Repeat the lines below word for word, starting with the line that contains "task: segment the **climbing plant**" and going on through the line that contains "268L548 255L541 258L541".

## Exercise materials
-- start --

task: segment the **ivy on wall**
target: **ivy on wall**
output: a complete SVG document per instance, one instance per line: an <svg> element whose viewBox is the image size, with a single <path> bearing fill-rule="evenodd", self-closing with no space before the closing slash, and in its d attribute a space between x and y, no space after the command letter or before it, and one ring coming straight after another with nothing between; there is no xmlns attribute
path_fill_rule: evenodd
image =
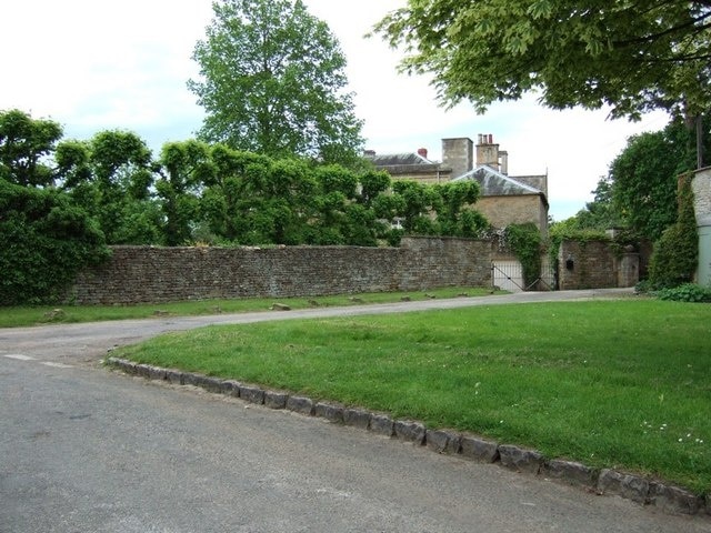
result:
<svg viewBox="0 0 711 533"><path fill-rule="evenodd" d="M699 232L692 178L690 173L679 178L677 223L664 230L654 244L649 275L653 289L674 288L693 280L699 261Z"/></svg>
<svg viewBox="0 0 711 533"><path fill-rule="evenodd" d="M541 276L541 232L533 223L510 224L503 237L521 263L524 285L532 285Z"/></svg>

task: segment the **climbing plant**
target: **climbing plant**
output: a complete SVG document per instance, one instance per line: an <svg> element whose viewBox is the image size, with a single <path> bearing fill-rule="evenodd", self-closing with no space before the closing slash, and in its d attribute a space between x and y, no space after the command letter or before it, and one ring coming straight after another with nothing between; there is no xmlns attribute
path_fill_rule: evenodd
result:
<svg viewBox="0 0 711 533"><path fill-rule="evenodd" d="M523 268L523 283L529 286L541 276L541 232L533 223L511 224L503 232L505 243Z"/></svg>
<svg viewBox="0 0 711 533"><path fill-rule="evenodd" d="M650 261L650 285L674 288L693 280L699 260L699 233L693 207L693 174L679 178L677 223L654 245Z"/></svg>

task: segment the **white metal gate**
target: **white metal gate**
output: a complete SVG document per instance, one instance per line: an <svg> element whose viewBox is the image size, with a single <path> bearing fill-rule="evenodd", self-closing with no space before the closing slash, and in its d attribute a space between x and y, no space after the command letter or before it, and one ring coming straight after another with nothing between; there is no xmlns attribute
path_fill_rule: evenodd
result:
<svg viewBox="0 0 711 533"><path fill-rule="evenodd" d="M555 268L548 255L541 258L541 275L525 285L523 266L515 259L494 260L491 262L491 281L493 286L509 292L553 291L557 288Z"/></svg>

-- end --
-- start --

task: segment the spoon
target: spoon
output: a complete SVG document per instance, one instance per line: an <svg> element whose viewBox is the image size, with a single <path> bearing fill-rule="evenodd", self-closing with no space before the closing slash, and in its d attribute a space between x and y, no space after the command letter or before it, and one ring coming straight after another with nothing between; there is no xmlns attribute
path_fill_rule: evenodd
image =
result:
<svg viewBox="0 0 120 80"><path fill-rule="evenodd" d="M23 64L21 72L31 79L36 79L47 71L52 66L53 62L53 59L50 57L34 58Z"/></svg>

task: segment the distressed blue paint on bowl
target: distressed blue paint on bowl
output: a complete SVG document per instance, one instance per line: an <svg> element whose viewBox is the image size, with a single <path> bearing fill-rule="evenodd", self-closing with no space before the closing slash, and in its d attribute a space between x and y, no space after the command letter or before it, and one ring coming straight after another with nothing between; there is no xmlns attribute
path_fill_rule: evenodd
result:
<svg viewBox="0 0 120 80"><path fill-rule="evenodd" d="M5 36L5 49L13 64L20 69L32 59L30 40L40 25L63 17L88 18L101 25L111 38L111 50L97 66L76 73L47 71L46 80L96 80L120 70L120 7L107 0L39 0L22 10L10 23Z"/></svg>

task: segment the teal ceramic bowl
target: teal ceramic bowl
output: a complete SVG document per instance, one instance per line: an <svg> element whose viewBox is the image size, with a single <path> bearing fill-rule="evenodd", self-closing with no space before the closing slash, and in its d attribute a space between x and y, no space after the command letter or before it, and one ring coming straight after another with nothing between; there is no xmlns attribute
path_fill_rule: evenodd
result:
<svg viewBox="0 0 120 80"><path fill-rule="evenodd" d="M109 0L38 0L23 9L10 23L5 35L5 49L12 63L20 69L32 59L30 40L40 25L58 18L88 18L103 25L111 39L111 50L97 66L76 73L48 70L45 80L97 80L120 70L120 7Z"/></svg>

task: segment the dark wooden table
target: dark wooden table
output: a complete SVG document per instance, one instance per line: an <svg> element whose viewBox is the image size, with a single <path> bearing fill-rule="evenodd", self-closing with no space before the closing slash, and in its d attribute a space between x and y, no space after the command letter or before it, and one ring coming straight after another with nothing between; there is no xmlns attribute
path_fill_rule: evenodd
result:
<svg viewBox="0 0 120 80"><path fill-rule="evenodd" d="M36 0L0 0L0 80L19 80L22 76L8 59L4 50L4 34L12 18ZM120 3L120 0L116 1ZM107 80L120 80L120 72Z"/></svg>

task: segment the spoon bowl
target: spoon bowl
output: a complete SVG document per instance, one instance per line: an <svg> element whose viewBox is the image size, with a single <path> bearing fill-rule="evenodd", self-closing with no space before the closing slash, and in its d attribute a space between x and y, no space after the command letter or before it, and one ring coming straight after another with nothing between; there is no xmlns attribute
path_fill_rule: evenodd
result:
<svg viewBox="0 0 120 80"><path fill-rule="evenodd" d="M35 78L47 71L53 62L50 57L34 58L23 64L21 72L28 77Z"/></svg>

-- end --
-- start --

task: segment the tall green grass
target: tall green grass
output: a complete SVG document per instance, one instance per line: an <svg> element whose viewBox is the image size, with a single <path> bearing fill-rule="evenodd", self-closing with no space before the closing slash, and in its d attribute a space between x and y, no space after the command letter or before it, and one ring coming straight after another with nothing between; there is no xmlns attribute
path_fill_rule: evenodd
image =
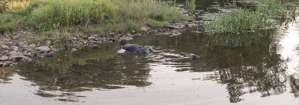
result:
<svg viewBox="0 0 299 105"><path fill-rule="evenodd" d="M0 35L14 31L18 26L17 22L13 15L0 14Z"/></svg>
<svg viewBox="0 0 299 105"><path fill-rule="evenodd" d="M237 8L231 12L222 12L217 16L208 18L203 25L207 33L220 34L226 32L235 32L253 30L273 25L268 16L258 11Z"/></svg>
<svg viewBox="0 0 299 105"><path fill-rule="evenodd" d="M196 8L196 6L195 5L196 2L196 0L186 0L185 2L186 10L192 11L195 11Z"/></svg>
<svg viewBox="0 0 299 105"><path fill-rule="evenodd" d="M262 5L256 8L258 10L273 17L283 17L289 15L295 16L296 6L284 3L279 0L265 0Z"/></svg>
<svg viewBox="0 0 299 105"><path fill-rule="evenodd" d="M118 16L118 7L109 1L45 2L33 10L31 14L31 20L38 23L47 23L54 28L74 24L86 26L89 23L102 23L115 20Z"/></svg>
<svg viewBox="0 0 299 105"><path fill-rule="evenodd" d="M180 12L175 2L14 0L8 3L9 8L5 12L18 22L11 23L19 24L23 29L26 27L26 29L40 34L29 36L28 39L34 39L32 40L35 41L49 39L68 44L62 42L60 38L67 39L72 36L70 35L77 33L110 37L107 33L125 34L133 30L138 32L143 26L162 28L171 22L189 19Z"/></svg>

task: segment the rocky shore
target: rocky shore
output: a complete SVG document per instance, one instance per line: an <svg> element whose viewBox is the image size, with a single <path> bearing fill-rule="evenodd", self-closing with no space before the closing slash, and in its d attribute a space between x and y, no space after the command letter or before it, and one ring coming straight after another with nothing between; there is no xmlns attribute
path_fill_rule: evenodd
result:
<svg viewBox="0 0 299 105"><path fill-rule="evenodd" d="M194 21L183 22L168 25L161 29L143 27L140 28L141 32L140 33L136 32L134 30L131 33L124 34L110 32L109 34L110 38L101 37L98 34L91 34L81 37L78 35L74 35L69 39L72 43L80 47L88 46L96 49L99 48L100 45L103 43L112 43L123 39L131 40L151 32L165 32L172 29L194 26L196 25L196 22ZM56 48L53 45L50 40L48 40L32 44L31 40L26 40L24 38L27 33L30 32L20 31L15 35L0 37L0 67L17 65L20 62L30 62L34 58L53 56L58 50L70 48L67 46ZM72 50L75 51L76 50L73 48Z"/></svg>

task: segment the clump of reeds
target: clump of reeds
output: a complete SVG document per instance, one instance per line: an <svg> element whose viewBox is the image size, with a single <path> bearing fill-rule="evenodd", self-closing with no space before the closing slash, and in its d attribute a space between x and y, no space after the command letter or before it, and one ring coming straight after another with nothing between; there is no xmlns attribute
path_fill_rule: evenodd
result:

-- end --

## Exercise answer
task: segment the **climbing plant**
target: **climbing plant**
output: a complete SVG document per instance, one instance per line: an <svg> element whose viewBox is the image size, with a single <path> bearing fill-rule="evenodd", self-closing with no space before the closing slash, and in its d attribute a space between x and y, no space after the command letter or before it, and one ring coming straight after another with nothing between; there is no xmlns attribute
path_fill_rule: evenodd
result:
<svg viewBox="0 0 711 533"><path fill-rule="evenodd" d="M523 268L523 283L529 286L541 276L541 232L533 223L511 224L503 232L505 243Z"/></svg>
<svg viewBox="0 0 711 533"><path fill-rule="evenodd" d="M650 261L650 285L674 288L693 280L699 260L699 233L693 207L693 174L679 178L677 223L654 245Z"/></svg>

task: segment the **white metal gate**
target: **white metal gate**
output: a complete SVG document per instance, one instance per line: an <svg> element whose viewBox is the image size, with a single <path> bearing fill-rule="evenodd", self-closing with no space before the closing slash, and in its d attribute a space between x and y, no space after the command letter or before it, and one ring coming straight after another with nothing between; there is no xmlns attribute
path_fill_rule: evenodd
result:
<svg viewBox="0 0 711 533"><path fill-rule="evenodd" d="M555 268L548 255L541 258L541 275L525 285L523 266L515 259L494 260L491 262L491 281L493 286L509 292L553 291L557 288Z"/></svg>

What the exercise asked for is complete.